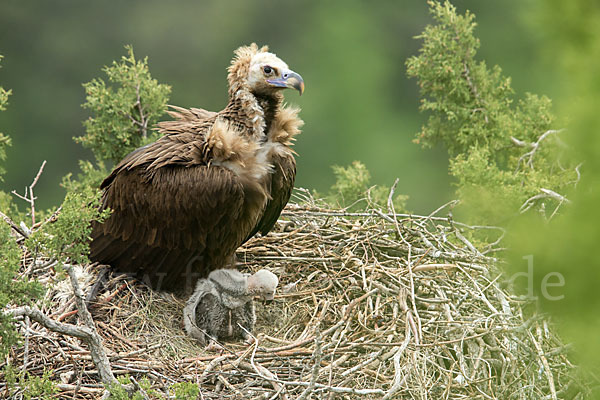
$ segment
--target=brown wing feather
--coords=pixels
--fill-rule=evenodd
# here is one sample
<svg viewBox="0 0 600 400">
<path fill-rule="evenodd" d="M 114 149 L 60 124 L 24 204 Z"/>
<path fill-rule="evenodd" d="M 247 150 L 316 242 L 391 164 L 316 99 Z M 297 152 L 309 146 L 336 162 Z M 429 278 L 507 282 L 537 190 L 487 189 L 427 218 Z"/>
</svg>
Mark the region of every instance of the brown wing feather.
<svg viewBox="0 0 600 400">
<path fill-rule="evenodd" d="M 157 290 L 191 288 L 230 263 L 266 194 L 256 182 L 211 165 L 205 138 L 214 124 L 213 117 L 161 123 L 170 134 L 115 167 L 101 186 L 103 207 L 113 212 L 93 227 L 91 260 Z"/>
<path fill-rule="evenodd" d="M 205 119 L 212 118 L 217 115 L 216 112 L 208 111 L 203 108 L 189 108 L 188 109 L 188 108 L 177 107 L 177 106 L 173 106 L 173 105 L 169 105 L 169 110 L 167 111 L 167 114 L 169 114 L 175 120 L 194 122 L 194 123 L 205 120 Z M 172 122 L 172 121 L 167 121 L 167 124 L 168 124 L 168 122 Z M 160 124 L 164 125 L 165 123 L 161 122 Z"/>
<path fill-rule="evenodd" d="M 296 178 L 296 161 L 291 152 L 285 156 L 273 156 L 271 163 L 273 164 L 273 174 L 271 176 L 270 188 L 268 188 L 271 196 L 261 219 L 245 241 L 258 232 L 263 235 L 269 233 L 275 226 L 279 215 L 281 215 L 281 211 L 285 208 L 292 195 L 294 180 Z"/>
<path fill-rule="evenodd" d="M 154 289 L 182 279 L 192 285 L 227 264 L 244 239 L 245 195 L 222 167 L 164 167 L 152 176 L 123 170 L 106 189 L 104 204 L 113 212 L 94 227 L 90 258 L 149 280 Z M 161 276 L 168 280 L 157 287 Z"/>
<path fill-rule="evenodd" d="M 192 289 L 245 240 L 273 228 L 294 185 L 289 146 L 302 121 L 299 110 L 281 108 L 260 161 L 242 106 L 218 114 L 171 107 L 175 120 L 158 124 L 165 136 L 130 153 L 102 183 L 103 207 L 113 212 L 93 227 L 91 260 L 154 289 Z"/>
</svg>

* **Exercise requirements**
Leaving the pictures out, transcribe the entries above exactly as written.

* **Solved exercise**
$ segment
--target=brown wing feather
--coords=pixels
--fill-rule=evenodd
# here is one sample
<svg viewBox="0 0 600 400">
<path fill-rule="evenodd" d="M 114 149 L 60 124 L 24 204 Z"/>
<path fill-rule="evenodd" d="M 247 150 L 316 242 L 391 164 L 316 99 Z M 297 152 L 309 146 L 336 162 Z M 429 278 L 507 282 L 537 190 L 487 189 L 427 218 Z"/>
</svg>
Mark the region of every instance of the brown wing feather.
<svg viewBox="0 0 600 400">
<path fill-rule="evenodd" d="M 157 290 L 191 288 L 230 263 L 266 194 L 256 182 L 211 165 L 205 138 L 214 124 L 213 117 L 161 123 L 170 134 L 115 167 L 101 186 L 103 207 L 113 212 L 93 227 L 91 260 Z"/>
<path fill-rule="evenodd" d="M 205 119 L 212 118 L 217 115 L 216 112 L 208 111 L 203 108 L 189 108 L 188 109 L 188 108 L 177 107 L 177 106 L 173 106 L 173 105 L 169 105 L 169 110 L 167 111 L 167 114 L 169 114 L 175 120 L 194 122 L 194 123 L 205 120 Z M 172 122 L 172 121 L 167 121 L 167 124 L 168 124 L 168 122 Z M 160 124 L 164 125 L 165 123 L 161 122 Z"/>
<path fill-rule="evenodd" d="M 296 178 L 296 161 L 291 152 L 285 156 L 273 156 L 271 163 L 273 164 L 273 174 L 271 176 L 270 188 L 268 188 L 271 196 L 261 219 L 245 241 L 258 232 L 263 235 L 269 233 L 275 226 L 279 215 L 281 215 L 281 211 L 285 208 L 292 195 L 294 180 Z"/>
<path fill-rule="evenodd" d="M 154 289 L 182 279 L 192 285 L 227 264 L 244 239 L 245 195 L 222 167 L 164 167 L 152 176 L 123 170 L 106 189 L 104 204 L 113 212 L 94 227 L 90 258 L 149 280 Z M 161 276 L 168 280 L 157 287 Z"/>
<path fill-rule="evenodd" d="M 192 289 L 245 240 L 273 228 L 294 185 L 289 146 L 302 121 L 299 110 L 281 108 L 260 161 L 242 106 L 218 114 L 171 107 L 175 120 L 158 124 L 165 136 L 130 153 L 102 183 L 103 207 L 113 212 L 93 227 L 91 260 L 154 289 Z"/>
</svg>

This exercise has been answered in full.